PROMPT: Your task is to transcribe all the entries exactly, excluding pictures.
* Start SOURCE DATA *
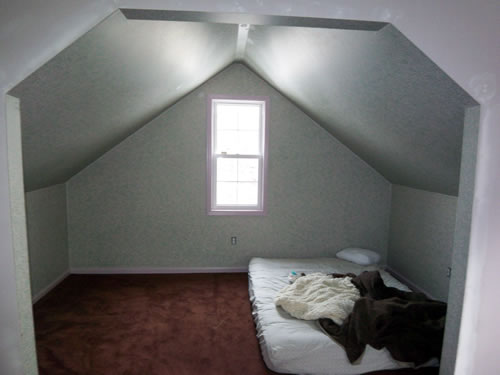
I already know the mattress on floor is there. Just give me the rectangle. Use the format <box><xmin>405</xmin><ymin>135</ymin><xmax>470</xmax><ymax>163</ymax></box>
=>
<box><xmin>249</xmin><ymin>258</ymin><xmax>410</xmax><ymax>375</ymax></box>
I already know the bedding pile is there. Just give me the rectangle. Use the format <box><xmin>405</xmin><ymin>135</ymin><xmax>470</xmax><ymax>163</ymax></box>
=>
<box><xmin>319</xmin><ymin>271</ymin><xmax>446</xmax><ymax>365</ymax></box>
<box><xmin>274</xmin><ymin>273</ymin><xmax>360</xmax><ymax>324</ymax></box>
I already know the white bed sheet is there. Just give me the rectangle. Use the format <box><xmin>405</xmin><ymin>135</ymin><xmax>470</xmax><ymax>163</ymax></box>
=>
<box><xmin>249</xmin><ymin>258</ymin><xmax>410</xmax><ymax>375</ymax></box>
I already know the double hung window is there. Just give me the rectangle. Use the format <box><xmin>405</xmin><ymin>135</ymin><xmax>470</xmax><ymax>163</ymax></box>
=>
<box><xmin>207</xmin><ymin>98</ymin><xmax>267</xmax><ymax>215</ymax></box>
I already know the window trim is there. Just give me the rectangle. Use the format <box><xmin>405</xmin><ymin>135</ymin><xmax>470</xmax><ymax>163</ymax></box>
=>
<box><xmin>206</xmin><ymin>95</ymin><xmax>269</xmax><ymax>216</ymax></box>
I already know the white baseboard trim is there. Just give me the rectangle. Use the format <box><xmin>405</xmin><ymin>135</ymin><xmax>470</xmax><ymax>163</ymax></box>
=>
<box><xmin>70</xmin><ymin>267</ymin><xmax>248</xmax><ymax>275</ymax></box>
<box><xmin>31</xmin><ymin>271</ymin><xmax>70</xmax><ymax>304</ymax></box>
<box><xmin>385</xmin><ymin>266</ymin><xmax>435</xmax><ymax>299</ymax></box>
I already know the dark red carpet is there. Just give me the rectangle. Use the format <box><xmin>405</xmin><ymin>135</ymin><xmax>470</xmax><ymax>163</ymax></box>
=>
<box><xmin>34</xmin><ymin>274</ymin><xmax>437</xmax><ymax>375</ymax></box>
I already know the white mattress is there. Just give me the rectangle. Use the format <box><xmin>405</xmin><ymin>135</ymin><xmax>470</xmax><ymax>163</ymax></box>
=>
<box><xmin>249</xmin><ymin>258</ymin><xmax>410</xmax><ymax>375</ymax></box>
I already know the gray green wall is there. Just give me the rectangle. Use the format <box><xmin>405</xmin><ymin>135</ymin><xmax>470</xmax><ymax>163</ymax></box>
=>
<box><xmin>26</xmin><ymin>184</ymin><xmax>69</xmax><ymax>297</ymax></box>
<box><xmin>67</xmin><ymin>64</ymin><xmax>391</xmax><ymax>269</ymax></box>
<box><xmin>387</xmin><ymin>185</ymin><xmax>457</xmax><ymax>301</ymax></box>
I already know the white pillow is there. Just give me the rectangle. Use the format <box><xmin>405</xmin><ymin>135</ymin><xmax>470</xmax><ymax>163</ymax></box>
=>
<box><xmin>336</xmin><ymin>247</ymin><xmax>380</xmax><ymax>266</ymax></box>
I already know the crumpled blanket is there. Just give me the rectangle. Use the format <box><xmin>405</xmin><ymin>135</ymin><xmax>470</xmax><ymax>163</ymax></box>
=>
<box><xmin>319</xmin><ymin>271</ymin><xmax>446</xmax><ymax>365</ymax></box>
<box><xmin>274</xmin><ymin>273</ymin><xmax>360</xmax><ymax>324</ymax></box>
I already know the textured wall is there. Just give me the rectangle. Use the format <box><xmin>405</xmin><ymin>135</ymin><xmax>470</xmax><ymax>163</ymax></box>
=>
<box><xmin>67</xmin><ymin>64</ymin><xmax>391</xmax><ymax>268</ymax></box>
<box><xmin>26</xmin><ymin>184</ymin><xmax>69</xmax><ymax>296</ymax></box>
<box><xmin>387</xmin><ymin>185</ymin><xmax>457</xmax><ymax>301</ymax></box>
<box><xmin>5</xmin><ymin>95</ymin><xmax>38</xmax><ymax>375</ymax></box>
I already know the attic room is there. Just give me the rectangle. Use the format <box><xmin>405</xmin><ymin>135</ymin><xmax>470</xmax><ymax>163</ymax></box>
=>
<box><xmin>2</xmin><ymin>5</ymin><xmax>478</xmax><ymax>373</ymax></box>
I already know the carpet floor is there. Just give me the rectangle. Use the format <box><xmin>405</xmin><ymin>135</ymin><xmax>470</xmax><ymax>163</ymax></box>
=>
<box><xmin>34</xmin><ymin>274</ymin><xmax>438</xmax><ymax>375</ymax></box>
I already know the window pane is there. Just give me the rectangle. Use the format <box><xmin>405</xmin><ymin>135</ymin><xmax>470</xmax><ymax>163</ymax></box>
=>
<box><xmin>238</xmin><ymin>104</ymin><xmax>261</xmax><ymax>131</ymax></box>
<box><xmin>236</xmin><ymin>159</ymin><xmax>259</xmax><ymax>182</ymax></box>
<box><xmin>216</xmin><ymin>103</ymin><xmax>238</xmax><ymax>130</ymax></box>
<box><xmin>237</xmin><ymin>182</ymin><xmax>258</xmax><ymax>205</ymax></box>
<box><xmin>236</xmin><ymin>130</ymin><xmax>260</xmax><ymax>155</ymax></box>
<box><xmin>217</xmin><ymin>158</ymin><xmax>238</xmax><ymax>182</ymax></box>
<box><xmin>215</xmin><ymin>130</ymin><xmax>238</xmax><ymax>154</ymax></box>
<box><xmin>215</xmin><ymin>182</ymin><xmax>238</xmax><ymax>205</ymax></box>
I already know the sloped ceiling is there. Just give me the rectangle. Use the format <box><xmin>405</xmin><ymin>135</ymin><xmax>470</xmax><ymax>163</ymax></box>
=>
<box><xmin>11</xmin><ymin>12</ymin><xmax>475</xmax><ymax>195</ymax></box>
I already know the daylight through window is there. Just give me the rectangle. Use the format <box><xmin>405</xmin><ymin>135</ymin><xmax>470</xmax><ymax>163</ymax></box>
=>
<box><xmin>208</xmin><ymin>99</ymin><xmax>267</xmax><ymax>214</ymax></box>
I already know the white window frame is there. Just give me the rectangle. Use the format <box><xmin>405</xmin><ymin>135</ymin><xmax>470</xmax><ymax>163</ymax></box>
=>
<box><xmin>207</xmin><ymin>96</ymin><xmax>269</xmax><ymax>215</ymax></box>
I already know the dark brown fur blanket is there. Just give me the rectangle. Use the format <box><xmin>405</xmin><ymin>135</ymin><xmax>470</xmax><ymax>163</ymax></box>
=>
<box><xmin>319</xmin><ymin>271</ymin><xmax>446</xmax><ymax>365</ymax></box>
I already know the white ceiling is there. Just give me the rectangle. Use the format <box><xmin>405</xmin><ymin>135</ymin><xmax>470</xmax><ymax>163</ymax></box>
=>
<box><xmin>11</xmin><ymin>12</ymin><xmax>475</xmax><ymax>195</ymax></box>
* End SOURCE DATA *
RESPONSE:
I already know the mattress on floor is there. Just give me the rectangle. Use the format <box><xmin>405</xmin><ymin>135</ymin><xmax>470</xmax><ymax>163</ymax></box>
=>
<box><xmin>249</xmin><ymin>258</ymin><xmax>410</xmax><ymax>375</ymax></box>
I already know the bedding pile is there. Just give me the rectangle. Use the format <box><xmin>405</xmin><ymin>135</ymin><xmax>470</xmax><ymax>163</ymax></box>
=>
<box><xmin>319</xmin><ymin>271</ymin><xmax>446</xmax><ymax>365</ymax></box>
<box><xmin>274</xmin><ymin>273</ymin><xmax>360</xmax><ymax>324</ymax></box>
I already know the white bed sheet is there. Just give me the rectangle. Use the format <box><xmin>405</xmin><ymin>135</ymin><xmax>470</xmax><ymax>163</ymax></box>
=>
<box><xmin>249</xmin><ymin>258</ymin><xmax>410</xmax><ymax>375</ymax></box>
I already know the double hung window is there. Just give me the rectangle. Use the format <box><xmin>405</xmin><ymin>135</ymin><xmax>470</xmax><ymax>163</ymax></box>
=>
<box><xmin>207</xmin><ymin>98</ymin><xmax>267</xmax><ymax>215</ymax></box>
I already know the window trim is there. Just give me the rectangle. Use the format <box><xmin>405</xmin><ymin>135</ymin><xmax>470</xmax><ymax>163</ymax></box>
=>
<box><xmin>206</xmin><ymin>95</ymin><xmax>269</xmax><ymax>216</ymax></box>
I already know the white baseboard trim is there. Just give me the rectangle. Use the format <box><xmin>405</xmin><ymin>135</ymin><xmax>470</xmax><ymax>163</ymax></box>
=>
<box><xmin>70</xmin><ymin>267</ymin><xmax>248</xmax><ymax>275</ymax></box>
<box><xmin>31</xmin><ymin>271</ymin><xmax>70</xmax><ymax>304</ymax></box>
<box><xmin>385</xmin><ymin>266</ymin><xmax>435</xmax><ymax>299</ymax></box>
I already know the dark red carpet is there. Just give me the rectangle. Use the format <box><xmin>405</xmin><ymin>135</ymin><xmax>470</xmax><ymax>163</ymax></box>
=>
<box><xmin>34</xmin><ymin>274</ymin><xmax>437</xmax><ymax>375</ymax></box>
I already know the white mattress is there. Just give me the rectangle. Use the format <box><xmin>405</xmin><ymin>135</ymin><xmax>470</xmax><ymax>163</ymax></box>
=>
<box><xmin>249</xmin><ymin>258</ymin><xmax>410</xmax><ymax>375</ymax></box>
I already know the gray green wall is there. Just give me the rectangle. Use the format <box><xmin>405</xmin><ymin>135</ymin><xmax>470</xmax><ymax>163</ymax></box>
=>
<box><xmin>26</xmin><ymin>184</ymin><xmax>69</xmax><ymax>297</ymax></box>
<box><xmin>67</xmin><ymin>64</ymin><xmax>391</xmax><ymax>269</ymax></box>
<box><xmin>387</xmin><ymin>185</ymin><xmax>457</xmax><ymax>301</ymax></box>
I already know the white pillow is there. Just give me the rectangle. Use the format <box><xmin>405</xmin><ymin>135</ymin><xmax>470</xmax><ymax>163</ymax></box>
=>
<box><xmin>336</xmin><ymin>247</ymin><xmax>380</xmax><ymax>266</ymax></box>
I already know the crumpled blanket is there. Just give me the rectangle. Use the format <box><xmin>405</xmin><ymin>135</ymin><xmax>470</xmax><ymax>163</ymax></box>
=>
<box><xmin>319</xmin><ymin>271</ymin><xmax>446</xmax><ymax>365</ymax></box>
<box><xmin>274</xmin><ymin>273</ymin><xmax>360</xmax><ymax>324</ymax></box>
I already know the textured wall is there. Just give me the rectangle. Use the format <box><xmin>405</xmin><ymin>135</ymin><xmax>470</xmax><ymax>163</ymax></box>
=>
<box><xmin>67</xmin><ymin>64</ymin><xmax>391</xmax><ymax>268</ymax></box>
<box><xmin>26</xmin><ymin>184</ymin><xmax>69</xmax><ymax>296</ymax></box>
<box><xmin>387</xmin><ymin>185</ymin><xmax>457</xmax><ymax>301</ymax></box>
<box><xmin>5</xmin><ymin>95</ymin><xmax>38</xmax><ymax>375</ymax></box>
I already know the attic room is there. Just give me the rectangle. Use the format <box><xmin>405</xmin><ymin>135</ymin><xmax>470</xmax><ymax>163</ymax></box>
=>
<box><xmin>2</xmin><ymin>5</ymin><xmax>478</xmax><ymax>373</ymax></box>
I already know the carpet floor is there. Just give me the rectangle. Use the format <box><xmin>405</xmin><ymin>135</ymin><xmax>470</xmax><ymax>163</ymax></box>
=>
<box><xmin>34</xmin><ymin>274</ymin><xmax>438</xmax><ymax>375</ymax></box>
I already know the window pane is there. Just give me the rectangle. Use the format <box><xmin>405</xmin><ymin>135</ymin><xmax>470</xmax><ymax>163</ymax></box>
=>
<box><xmin>238</xmin><ymin>104</ymin><xmax>261</xmax><ymax>131</ymax></box>
<box><xmin>236</xmin><ymin>159</ymin><xmax>259</xmax><ymax>182</ymax></box>
<box><xmin>216</xmin><ymin>103</ymin><xmax>238</xmax><ymax>130</ymax></box>
<box><xmin>237</xmin><ymin>182</ymin><xmax>258</xmax><ymax>205</ymax></box>
<box><xmin>236</xmin><ymin>130</ymin><xmax>260</xmax><ymax>155</ymax></box>
<box><xmin>217</xmin><ymin>158</ymin><xmax>238</xmax><ymax>182</ymax></box>
<box><xmin>215</xmin><ymin>130</ymin><xmax>238</xmax><ymax>154</ymax></box>
<box><xmin>215</xmin><ymin>182</ymin><xmax>238</xmax><ymax>205</ymax></box>
I already know the sloped ceiling is there. Just give me the rectangle. Use the format <box><xmin>405</xmin><ymin>135</ymin><xmax>470</xmax><ymax>163</ymax></box>
=>
<box><xmin>11</xmin><ymin>12</ymin><xmax>475</xmax><ymax>195</ymax></box>
I already know the daylight through window is there. Just give me the rectangle. Use the format <box><xmin>405</xmin><ymin>135</ymin><xmax>470</xmax><ymax>163</ymax></box>
=>
<box><xmin>208</xmin><ymin>99</ymin><xmax>267</xmax><ymax>214</ymax></box>
I already know the white window frame is there. Just give me the rectangle. Use the format <box><xmin>405</xmin><ymin>135</ymin><xmax>470</xmax><ymax>163</ymax></box>
=>
<box><xmin>207</xmin><ymin>96</ymin><xmax>269</xmax><ymax>215</ymax></box>
I already know the dark brown fur blanket is there. Just give me the rectangle. Use the format <box><xmin>405</xmin><ymin>135</ymin><xmax>470</xmax><ymax>163</ymax></box>
=>
<box><xmin>319</xmin><ymin>271</ymin><xmax>446</xmax><ymax>365</ymax></box>
I already know the white ceiling is there. Just give me the rectangle. Use the format <box><xmin>405</xmin><ymin>135</ymin><xmax>470</xmax><ymax>163</ymax></box>
=>
<box><xmin>11</xmin><ymin>12</ymin><xmax>475</xmax><ymax>195</ymax></box>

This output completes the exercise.